## [DOCUMENT TEXT]
········
The (#<)/2 isn’t needed for any mode (_, +, _), i.e. a mode where the list is given.
Such a mode is used in the benchmarking test case above. It gives a slight speed-up
for any mode (+, _, _), since the predicate would not traverse the whole list in

all cases anymore. You could benchmark with and without (#<)/2 examples like:

?- nth_member(2, [5,4,6], X).
X = 4 ;
false.

But one sees already the theoretical benefit of using CLP(FD).
Putting asside spurious choice points, it really allows the concise
declarative formulation of predicates, with a few rules, that

stay bidirectional. CLP(FD) is therefore sometimes used together
with DCG, i.e. parsing/unparsing, to make DCG more bidirectional.
But CLP(FD) has also its limitations, might not work always.
········
## [Point localization data]
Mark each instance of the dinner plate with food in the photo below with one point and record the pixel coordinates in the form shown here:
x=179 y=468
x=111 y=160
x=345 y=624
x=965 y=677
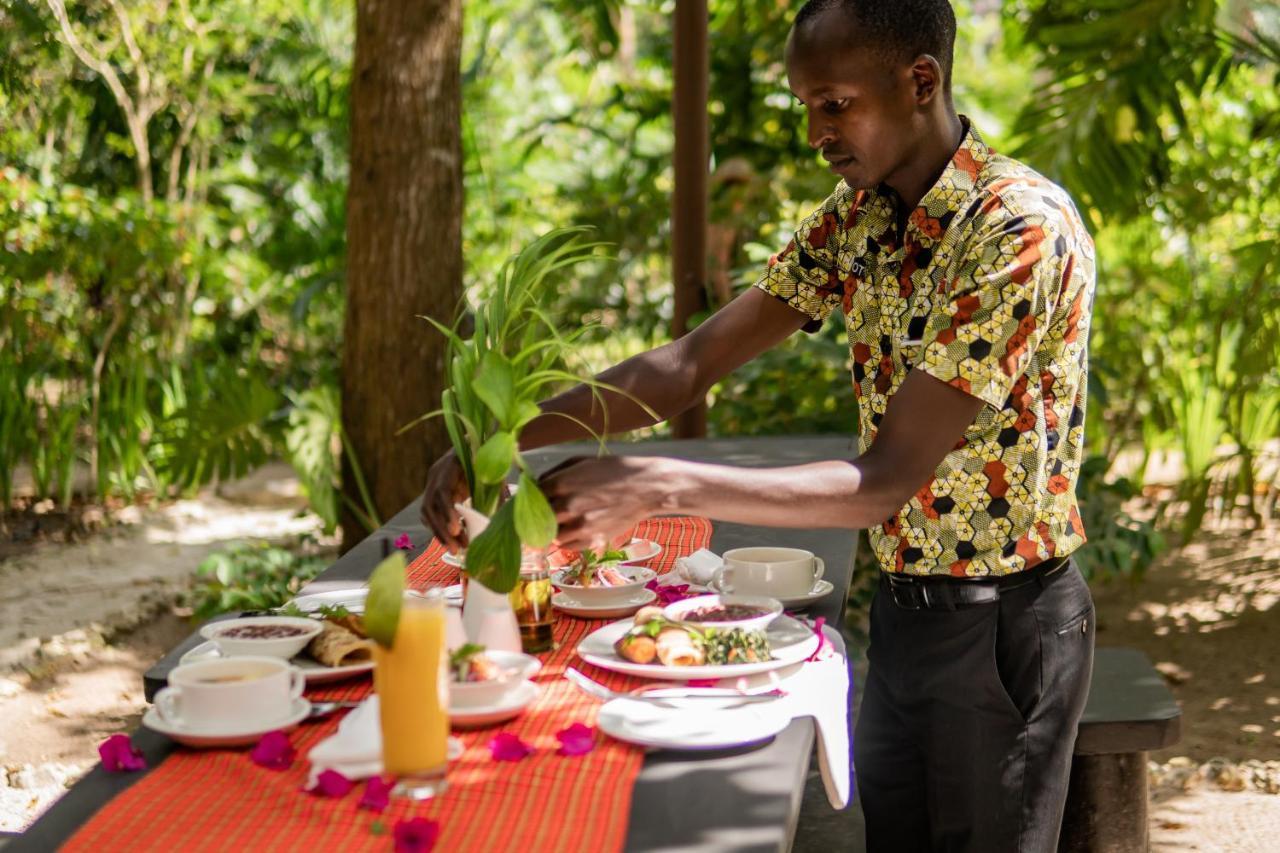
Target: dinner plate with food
x=631 y=552
x=328 y=644
x=656 y=646
x=489 y=687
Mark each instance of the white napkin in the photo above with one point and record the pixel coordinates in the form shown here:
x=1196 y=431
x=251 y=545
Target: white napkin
x=699 y=568
x=356 y=749
x=821 y=690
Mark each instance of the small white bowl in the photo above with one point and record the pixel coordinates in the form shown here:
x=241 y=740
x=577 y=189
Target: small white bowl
x=681 y=611
x=515 y=667
x=283 y=647
x=599 y=596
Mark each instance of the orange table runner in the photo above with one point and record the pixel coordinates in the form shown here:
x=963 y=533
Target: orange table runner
x=220 y=799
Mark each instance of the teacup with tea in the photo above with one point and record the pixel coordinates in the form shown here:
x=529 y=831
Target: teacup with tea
x=229 y=694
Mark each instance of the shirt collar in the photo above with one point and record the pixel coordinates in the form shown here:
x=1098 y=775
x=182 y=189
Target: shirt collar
x=946 y=197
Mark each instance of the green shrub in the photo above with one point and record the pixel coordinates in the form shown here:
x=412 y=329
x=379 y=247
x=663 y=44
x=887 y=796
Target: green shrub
x=251 y=576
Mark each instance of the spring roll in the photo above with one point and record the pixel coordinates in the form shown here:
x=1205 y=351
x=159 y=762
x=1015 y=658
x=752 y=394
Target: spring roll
x=336 y=646
x=677 y=648
x=638 y=648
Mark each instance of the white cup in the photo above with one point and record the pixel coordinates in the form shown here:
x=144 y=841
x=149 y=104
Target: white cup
x=786 y=573
x=229 y=694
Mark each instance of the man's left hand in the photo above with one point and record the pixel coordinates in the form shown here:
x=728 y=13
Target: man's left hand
x=595 y=500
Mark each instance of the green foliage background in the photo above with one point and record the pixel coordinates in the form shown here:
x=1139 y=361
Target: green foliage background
x=172 y=313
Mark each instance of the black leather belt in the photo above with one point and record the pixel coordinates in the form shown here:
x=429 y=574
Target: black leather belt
x=940 y=592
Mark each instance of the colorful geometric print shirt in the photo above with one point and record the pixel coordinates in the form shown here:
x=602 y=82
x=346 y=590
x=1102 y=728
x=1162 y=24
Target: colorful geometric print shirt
x=990 y=290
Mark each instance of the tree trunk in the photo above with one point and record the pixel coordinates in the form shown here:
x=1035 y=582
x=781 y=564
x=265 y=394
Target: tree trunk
x=403 y=242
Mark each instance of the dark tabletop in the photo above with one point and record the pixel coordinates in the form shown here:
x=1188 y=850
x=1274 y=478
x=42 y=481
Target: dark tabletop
x=745 y=801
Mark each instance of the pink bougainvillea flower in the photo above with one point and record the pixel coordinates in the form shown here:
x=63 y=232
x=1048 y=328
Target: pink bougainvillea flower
x=416 y=835
x=508 y=747
x=330 y=783
x=273 y=751
x=378 y=793
x=119 y=755
x=668 y=593
x=576 y=740
x=824 y=647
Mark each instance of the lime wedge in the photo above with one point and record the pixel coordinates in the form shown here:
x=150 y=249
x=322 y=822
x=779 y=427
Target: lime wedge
x=382 y=606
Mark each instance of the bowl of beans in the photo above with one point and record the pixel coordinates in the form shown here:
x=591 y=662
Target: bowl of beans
x=749 y=612
x=272 y=635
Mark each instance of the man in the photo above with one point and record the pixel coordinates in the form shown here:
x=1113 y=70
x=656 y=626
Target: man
x=967 y=283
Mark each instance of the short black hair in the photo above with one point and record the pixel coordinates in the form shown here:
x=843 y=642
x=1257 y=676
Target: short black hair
x=899 y=30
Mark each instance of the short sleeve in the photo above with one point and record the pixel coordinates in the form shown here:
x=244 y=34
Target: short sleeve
x=997 y=310
x=805 y=274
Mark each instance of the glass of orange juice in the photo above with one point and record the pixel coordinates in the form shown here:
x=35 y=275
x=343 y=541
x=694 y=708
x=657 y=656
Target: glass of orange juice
x=412 y=683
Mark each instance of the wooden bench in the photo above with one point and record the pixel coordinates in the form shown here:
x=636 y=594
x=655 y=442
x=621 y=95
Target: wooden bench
x=1129 y=714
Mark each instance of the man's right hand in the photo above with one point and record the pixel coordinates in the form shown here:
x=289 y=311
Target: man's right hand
x=446 y=486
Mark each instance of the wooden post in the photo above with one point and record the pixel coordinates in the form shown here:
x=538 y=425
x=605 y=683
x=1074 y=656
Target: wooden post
x=689 y=201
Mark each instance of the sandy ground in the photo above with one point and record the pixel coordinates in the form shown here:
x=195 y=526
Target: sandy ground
x=80 y=624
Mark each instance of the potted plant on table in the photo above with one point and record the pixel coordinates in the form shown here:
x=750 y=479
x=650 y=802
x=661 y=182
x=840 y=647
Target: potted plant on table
x=496 y=377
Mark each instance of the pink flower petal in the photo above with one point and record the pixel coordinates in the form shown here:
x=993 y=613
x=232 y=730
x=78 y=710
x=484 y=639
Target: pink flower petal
x=119 y=755
x=576 y=740
x=508 y=747
x=824 y=647
x=668 y=593
x=378 y=793
x=273 y=752
x=330 y=783
x=416 y=835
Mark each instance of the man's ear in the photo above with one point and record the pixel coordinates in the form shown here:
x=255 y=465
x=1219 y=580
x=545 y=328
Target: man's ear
x=927 y=77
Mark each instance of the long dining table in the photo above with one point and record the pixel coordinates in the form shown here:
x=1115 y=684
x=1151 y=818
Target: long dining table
x=745 y=799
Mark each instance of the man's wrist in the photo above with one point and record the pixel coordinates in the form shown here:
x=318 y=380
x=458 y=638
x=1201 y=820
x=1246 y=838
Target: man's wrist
x=675 y=486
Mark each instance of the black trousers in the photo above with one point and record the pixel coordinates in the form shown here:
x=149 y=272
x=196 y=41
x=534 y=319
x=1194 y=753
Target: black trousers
x=968 y=720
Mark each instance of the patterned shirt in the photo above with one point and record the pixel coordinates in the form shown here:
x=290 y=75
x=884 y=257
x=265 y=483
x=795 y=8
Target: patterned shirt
x=990 y=290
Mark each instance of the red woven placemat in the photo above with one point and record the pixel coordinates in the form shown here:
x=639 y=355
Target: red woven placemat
x=218 y=799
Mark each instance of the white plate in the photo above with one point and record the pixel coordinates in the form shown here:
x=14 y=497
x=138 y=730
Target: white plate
x=568 y=605
x=644 y=550
x=489 y=715
x=353 y=600
x=821 y=589
x=241 y=737
x=791 y=641
x=314 y=671
x=648 y=725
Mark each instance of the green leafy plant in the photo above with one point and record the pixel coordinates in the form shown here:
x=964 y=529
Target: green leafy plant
x=250 y=576
x=1119 y=544
x=512 y=359
x=312 y=438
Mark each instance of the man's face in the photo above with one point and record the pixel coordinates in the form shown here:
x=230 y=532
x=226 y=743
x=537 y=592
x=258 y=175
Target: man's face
x=862 y=112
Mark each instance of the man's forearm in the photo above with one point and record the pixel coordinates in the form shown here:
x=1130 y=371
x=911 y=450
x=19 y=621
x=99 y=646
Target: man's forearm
x=821 y=495
x=654 y=386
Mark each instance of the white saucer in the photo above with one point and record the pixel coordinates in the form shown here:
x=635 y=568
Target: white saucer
x=821 y=589
x=568 y=605
x=314 y=671
x=238 y=737
x=648 y=725
x=490 y=715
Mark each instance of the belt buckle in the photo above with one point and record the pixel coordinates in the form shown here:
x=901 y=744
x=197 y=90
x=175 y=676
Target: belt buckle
x=909 y=596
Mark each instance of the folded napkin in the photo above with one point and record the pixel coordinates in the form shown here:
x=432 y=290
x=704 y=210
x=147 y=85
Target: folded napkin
x=821 y=690
x=699 y=568
x=356 y=749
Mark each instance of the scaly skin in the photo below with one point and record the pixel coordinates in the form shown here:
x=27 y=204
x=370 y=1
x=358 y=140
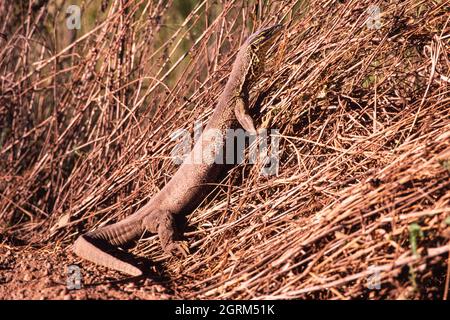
········
## [TASK SET]
(a) Please answer these questions from the CLP(FD) text:
(i) For which mode is (#<)/2 not needed?
(ii) What is the first answer the example query gives for X?
(iii) What is CLP(FD) sometimes used together with?
(b) List the numbers inside the list in the example query of the CLP(FD) text.

## [RESULTS]
(a)
(i) Any mode (_, +, _), where the list is given.
(ii) X = 4
(iii) DCG (parsing/unparsing)

(b) 5, 4, 6